GIVEN RECORDS →
-=-=-=-=-
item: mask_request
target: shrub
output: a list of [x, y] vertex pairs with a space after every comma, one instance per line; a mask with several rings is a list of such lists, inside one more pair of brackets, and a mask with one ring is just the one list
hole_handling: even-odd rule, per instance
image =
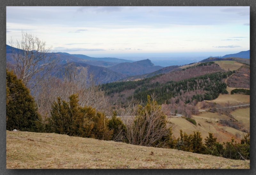
[[190, 118], [185, 118], [185, 119], [188, 121], [190, 123], [193, 123], [195, 125], [196, 125], [196, 120]]
[[69, 102], [60, 97], [52, 105], [46, 130], [60, 134], [109, 140], [113, 131], [107, 127], [108, 120], [91, 107], [81, 107], [77, 94], [69, 97]]
[[40, 132], [42, 119], [29, 90], [6, 69], [6, 129]]
[[[128, 143], [133, 145], [163, 147], [171, 139], [171, 130], [166, 127], [166, 116], [156, 100], [139, 105], [133, 122], [128, 126]], [[171, 132], [170, 131], [171, 131]]]
[[113, 135], [111, 139], [115, 141], [124, 141], [126, 142], [125, 139], [127, 132], [126, 126], [124, 124], [119, 118], [116, 117], [116, 112], [113, 112], [108, 127], [109, 130], [113, 131]]

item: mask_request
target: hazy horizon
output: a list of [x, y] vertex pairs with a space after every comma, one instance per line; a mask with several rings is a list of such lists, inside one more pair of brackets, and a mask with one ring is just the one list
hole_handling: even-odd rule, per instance
[[208, 58], [250, 49], [250, 7], [6, 7], [7, 44], [22, 30], [56, 52]]

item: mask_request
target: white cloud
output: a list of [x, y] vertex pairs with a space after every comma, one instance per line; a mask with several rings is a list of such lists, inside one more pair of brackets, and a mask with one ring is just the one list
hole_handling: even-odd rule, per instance
[[226, 46], [217, 46], [216, 47], [213, 46], [212, 47], [215, 47], [216, 48], [234, 48], [235, 47], [242, 47], [238, 45], [233, 45]]

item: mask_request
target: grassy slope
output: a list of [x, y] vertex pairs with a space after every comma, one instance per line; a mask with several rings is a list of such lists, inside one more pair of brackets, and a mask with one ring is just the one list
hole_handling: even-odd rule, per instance
[[218, 64], [220, 67], [226, 70], [237, 70], [244, 64], [234, 61], [215, 61], [215, 63]]
[[6, 131], [6, 168], [249, 169], [250, 161], [54, 133]]

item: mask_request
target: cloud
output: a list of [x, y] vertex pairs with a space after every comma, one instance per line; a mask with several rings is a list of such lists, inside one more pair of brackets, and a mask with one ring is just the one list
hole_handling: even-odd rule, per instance
[[229, 37], [230, 38], [247, 38], [247, 37], [243, 37], [242, 36], [238, 36], [237, 37]]
[[105, 51], [102, 49], [85, 49], [84, 48], [67, 48], [63, 47], [55, 47], [58, 52], [75, 52], [75, 51]]
[[85, 31], [88, 30], [87, 29], [80, 29], [79, 30], [76, 30], [75, 32], [68, 32], [69, 33], [79, 33], [81, 32], [81, 31]]
[[96, 13], [107, 13], [120, 12], [123, 8], [122, 7], [118, 6], [106, 6], [106, 7], [81, 7], [78, 8], [77, 11], [80, 12], [93, 12]]
[[240, 16], [247, 16], [250, 14], [249, 7], [230, 7], [220, 10], [221, 12], [236, 13]]
[[221, 41], [241, 41], [241, 39], [222, 39]]
[[65, 45], [73, 45], [75, 44], [86, 44], [89, 43], [69, 43], [69, 44], [66, 44]]
[[242, 47], [238, 45], [230, 45], [227, 46], [217, 46], [216, 47], [212, 46], [212, 47], [216, 48], [234, 48], [234, 47]]

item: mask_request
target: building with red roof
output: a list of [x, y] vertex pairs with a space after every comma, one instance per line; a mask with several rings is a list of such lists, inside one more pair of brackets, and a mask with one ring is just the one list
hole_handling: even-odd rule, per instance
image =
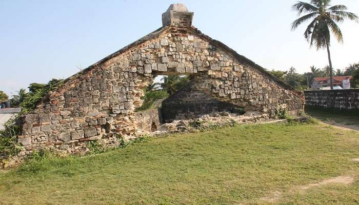
[[[351, 76], [334, 76], [333, 77], [333, 86], [340, 86], [343, 88], [343, 80], [351, 80]], [[329, 77], [316, 77], [314, 78], [310, 86], [312, 90], [318, 90], [321, 88], [330, 87], [330, 78]]]

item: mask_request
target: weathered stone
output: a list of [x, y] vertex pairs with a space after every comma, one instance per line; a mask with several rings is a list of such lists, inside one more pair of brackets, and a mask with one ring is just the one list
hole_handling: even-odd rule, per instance
[[97, 121], [98, 122], [98, 125], [105, 125], [107, 122], [106, 119], [104, 117], [97, 119]]
[[97, 131], [95, 127], [91, 127], [86, 128], [84, 130], [85, 137], [90, 137], [95, 135], [97, 135]]
[[168, 46], [168, 40], [166, 38], [161, 39], [161, 46]]
[[164, 64], [158, 64], [157, 65], [157, 67], [158, 69], [158, 71], [167, 71], [167, 66]]
[[196, 60], [193, 61], [193, 66], [201, 66], [202, 65], [202, 61], [200, 60]]
[[82, 138], [84, 138], [84, 130], [75, 130], [74, 131], [72, 131], [71, 132], [71, 137], [72, 138], [72, 140], [78, 139], [81, 139]]
[[31, 137], [18, 137], [17, 138], [17, 142], [22, 145], [23, 146], [26, 147], [31, 145]]
[[67, 141], [71, 139], [71, 134], [70, 132], [63, 132], [60, 134], [58, 139], [64, 141]]
[[[203, 109], [232, 111], [233, 105], [265, 112], [271, 117], [277, 108], [291, 114], [303, 109], [300, 93], [190, 27], [190, 12], [170, 11], [164, 17], [171, 27], [99, 61], [50, 93], [48, 99], [25, 117], [24, 137], [18, 141], [27, 145], [29, 150], [59, 149], [65, 144], [70, 145], [67, 152], [75, 153], [83, 148], [81, 141], [103, 139], [110, 145], [115, 144], [115, 135], [134, 136], [138, 131], [135, 109], [143, 104], [143, 89], [158, 75], [198, 72], [191, 77], [197, 90], [183, 88], [187, 92], [183, 100], [169, 109], [178, 117], [202, 114]], [[213, 99], [218, 101], [211, 104]]]
[[67, 150], [70, 149], [70, 146], [68, 145], [61, 145], [58, 146], [58, 149], [60, 150]]
[[87, 112], [87, 115], [91, 117], [94, 117], [99, 114], [99, 112], [97, 110], [92, 110]]
[[180, 73], [185, 73], [186, 69], [185, 69], [185, 65], [183, 64], [178, 64], [176, 67], [176, 72]]
[[152, 72], [151, 64], [145, 64], [144, 66], [145, 73], [151, 73]]
[[48, 132], [51, 130], [49, 125], [44, 125], [41, 126], [41, 131], [43, 132]]
[[168, 57], [162, 57], [162, 63], [168, 63], [169, 59]]

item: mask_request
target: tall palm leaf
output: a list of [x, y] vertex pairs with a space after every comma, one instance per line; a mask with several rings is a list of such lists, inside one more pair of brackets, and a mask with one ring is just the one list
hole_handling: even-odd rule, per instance
[[340, 43], [343, 42], [343, 34], [336, 24], [348, 19], [358, 21], [358, 17], [353, 13], [345, 11], [347, 8], [344, 5], [330, 5], [331, 0], [311, 0], [310, 4], [298, 2], [293, 5], [293, 8], [298, 12], [298, 15], [305, 14], [292, 23], [292, 30], [295, 30], [300, 25], [311, 20], [304, 32], [304, 37], [309, 42], [310, 47], [313, 45], [317, 50], [327, 49], [329, 61], [330, 87], [333, 89], [333, 66], [330, 56], [330, 32], [334, 34]]

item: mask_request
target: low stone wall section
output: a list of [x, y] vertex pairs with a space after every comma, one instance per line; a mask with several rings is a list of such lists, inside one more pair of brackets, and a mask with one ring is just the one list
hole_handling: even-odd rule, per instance
[[340, 110], [359, 110], [359, 89], [305, 92], [306, 106]]

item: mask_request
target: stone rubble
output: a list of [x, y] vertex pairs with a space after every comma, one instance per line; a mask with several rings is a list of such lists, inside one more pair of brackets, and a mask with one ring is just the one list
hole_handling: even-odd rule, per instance
[[[199, 90], [261, 112], [264, 120], [275, 117], [277, 110], [303, 110], [302, 94], [188, 25], [190, 13], [165, 16], [179, 18], [65, 80], [24, 116], [20, 154], [44, 149], [76, 154], [86, 152], [90, 141], [115, 145], [118, 136], [134, 137], [135, 109], [142, 105], [143, 89], [158, 75], [193, 75]], [[238, 120], [256, 117], [245, 117]]]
-=-=-=-=-
TASK DIRECTIONS →
Please render the rows as a numbered list, from the first line through the line holding "131], [171, 131]]]", inclusive, with blank lines and the picture left out.

OUTPUT FOR THIS TASK →
1. item: mask_request
2. target: shrub
3. output: a list of [x, y] vertex pairs with a space after every comma, one instance per line; a mask with several rings is a list of such lists, inside one more pair of brackets, and a mask with one ring is just the one list
4. hole_handling: even-odd rule, per instance
5. image =
6. [[190, 118], [185, 118], [185, 119], [188, 121], [190, 123], [193, 123], [195, 125], [196, 125], [196, 120]]
7. [[69, 102], [60, 97], [52, 105], [46, 130], [60, 134], [109, 140], [113, 131], [107, 127], [108, 120], [91, 107], [81, 107], [77, 94], [69, 97]]
8. [[40, 132], [42, 119], [29, 90], [6, 69], [6, 129]]
9. [[[128, 143], [133, 145], [163, 147], [171, 139], [171, 130], [166, 127], [166, 116], [156, 100], [139, 105], [133, 122], [128, 126]], [[171, 132], [170, 131], [171, 131]]]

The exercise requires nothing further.